━━━ Task material ━━━

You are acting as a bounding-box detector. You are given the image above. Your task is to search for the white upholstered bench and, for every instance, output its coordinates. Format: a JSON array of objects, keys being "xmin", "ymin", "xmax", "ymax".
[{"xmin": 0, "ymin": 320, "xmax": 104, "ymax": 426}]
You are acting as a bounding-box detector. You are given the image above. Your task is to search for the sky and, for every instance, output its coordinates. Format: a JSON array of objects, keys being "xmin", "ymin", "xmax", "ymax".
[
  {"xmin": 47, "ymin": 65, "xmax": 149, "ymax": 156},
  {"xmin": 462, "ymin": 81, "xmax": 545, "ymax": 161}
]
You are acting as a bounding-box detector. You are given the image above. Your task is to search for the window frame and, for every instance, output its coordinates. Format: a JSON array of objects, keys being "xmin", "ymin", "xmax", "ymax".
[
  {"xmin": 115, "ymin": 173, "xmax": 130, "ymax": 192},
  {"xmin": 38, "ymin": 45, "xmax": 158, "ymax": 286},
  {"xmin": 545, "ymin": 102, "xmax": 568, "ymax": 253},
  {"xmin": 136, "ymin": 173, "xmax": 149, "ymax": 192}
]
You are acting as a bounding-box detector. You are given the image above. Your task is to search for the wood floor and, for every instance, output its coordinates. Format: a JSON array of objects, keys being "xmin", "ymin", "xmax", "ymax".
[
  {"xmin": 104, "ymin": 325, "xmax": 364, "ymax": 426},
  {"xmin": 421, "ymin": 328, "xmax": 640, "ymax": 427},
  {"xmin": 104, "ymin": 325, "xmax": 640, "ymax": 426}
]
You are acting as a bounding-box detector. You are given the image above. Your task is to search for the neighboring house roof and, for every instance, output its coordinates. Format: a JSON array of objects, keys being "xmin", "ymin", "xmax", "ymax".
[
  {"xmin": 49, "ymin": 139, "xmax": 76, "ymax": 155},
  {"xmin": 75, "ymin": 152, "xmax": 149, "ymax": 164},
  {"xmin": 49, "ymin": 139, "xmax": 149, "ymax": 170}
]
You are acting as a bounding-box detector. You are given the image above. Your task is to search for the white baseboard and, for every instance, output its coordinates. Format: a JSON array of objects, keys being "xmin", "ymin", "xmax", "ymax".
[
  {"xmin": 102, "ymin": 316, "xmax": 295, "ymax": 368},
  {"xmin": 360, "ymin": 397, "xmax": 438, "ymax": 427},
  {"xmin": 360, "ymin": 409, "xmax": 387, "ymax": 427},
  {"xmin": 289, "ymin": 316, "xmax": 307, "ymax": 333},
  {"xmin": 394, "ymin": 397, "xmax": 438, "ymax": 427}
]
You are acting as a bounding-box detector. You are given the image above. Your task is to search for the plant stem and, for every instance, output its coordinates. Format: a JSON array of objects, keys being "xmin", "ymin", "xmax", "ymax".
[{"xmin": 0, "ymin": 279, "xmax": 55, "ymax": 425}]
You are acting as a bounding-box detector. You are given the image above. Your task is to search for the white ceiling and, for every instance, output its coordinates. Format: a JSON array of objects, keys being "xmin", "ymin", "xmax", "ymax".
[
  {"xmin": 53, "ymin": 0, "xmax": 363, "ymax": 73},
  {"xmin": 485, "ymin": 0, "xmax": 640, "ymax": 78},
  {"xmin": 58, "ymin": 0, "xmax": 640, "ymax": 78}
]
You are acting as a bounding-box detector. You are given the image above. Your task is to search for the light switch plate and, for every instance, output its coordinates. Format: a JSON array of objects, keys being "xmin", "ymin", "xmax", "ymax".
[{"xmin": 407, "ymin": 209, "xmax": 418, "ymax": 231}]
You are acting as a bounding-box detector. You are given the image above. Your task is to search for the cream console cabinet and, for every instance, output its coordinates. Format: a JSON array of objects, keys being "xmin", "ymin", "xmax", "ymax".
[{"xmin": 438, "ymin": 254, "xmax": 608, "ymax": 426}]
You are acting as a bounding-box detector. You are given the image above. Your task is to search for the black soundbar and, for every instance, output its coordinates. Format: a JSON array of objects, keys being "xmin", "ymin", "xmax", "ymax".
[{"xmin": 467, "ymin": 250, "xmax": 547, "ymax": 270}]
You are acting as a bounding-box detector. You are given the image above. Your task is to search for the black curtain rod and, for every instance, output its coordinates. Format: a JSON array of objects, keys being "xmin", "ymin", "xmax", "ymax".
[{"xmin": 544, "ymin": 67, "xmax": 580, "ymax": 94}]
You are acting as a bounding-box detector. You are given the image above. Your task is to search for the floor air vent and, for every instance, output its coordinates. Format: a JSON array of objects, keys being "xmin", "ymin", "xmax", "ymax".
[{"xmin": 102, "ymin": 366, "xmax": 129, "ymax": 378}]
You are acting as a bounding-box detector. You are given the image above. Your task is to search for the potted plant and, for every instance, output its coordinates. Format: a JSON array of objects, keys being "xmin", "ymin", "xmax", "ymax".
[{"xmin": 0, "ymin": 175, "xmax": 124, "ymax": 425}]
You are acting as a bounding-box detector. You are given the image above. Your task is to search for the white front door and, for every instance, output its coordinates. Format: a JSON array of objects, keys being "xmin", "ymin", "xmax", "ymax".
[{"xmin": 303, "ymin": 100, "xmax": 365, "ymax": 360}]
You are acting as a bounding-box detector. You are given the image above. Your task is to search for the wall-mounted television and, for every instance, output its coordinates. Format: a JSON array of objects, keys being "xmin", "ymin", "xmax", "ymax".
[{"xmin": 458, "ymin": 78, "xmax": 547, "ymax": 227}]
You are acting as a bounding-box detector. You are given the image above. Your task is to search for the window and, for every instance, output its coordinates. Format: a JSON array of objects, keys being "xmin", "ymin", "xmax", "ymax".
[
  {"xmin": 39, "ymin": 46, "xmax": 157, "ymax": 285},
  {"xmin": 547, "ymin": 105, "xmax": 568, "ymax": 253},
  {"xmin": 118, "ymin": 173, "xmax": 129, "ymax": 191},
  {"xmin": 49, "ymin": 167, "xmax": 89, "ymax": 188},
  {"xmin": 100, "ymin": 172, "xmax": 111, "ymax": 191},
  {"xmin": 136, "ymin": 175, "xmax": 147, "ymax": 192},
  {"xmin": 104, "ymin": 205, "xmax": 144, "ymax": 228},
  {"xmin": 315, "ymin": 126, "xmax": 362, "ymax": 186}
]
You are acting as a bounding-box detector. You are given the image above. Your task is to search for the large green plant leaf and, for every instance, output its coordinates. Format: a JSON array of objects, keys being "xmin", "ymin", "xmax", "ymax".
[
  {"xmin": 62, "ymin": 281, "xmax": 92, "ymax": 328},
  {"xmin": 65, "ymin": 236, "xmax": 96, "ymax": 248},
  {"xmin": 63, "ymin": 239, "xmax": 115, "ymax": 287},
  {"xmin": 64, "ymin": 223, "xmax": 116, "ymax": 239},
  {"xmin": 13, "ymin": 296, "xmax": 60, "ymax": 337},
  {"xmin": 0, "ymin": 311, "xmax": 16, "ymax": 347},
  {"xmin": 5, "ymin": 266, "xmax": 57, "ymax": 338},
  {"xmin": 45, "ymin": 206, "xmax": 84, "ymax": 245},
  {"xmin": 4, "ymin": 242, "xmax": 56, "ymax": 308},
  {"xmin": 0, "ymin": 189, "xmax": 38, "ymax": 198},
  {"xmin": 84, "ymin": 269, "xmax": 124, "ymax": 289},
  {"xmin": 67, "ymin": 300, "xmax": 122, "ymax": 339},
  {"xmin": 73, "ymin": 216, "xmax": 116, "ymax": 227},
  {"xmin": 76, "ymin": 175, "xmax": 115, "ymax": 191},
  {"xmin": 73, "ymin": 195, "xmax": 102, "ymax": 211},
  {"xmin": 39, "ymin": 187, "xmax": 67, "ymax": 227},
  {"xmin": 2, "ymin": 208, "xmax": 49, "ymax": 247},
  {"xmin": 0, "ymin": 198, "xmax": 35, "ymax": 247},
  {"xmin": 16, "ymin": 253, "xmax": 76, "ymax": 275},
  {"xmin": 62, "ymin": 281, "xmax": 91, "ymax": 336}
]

━━━

**Written exercise**
Which lines of the rows above contain the string "plant"? Pull out each of them in full, counting only matches with the same case.

**Solution**
You are acting as a bounding-box detector. You are given the image above. Your task is to search for the plant stem and, for every instance, output its coordinates. Format: a JSON array of objects, keys being "xmin", "ymin", "xmax", "ymax".
You are acting as a bounding-box detector. You are given the image above. Your task is to search for the potted plant and, for every instance, output its coordinates. Format: a JSON array of objects, keys being "xmin", "ymin", "xmax", "ymax".
You are acting as a bounding-box detector. You are given the image above. Your task is to search for the large green plant leaf and, for every instance, output its coordinates. Format: a JSON array of objects, keys being "xmin", "ymin", "xmax", "ymax".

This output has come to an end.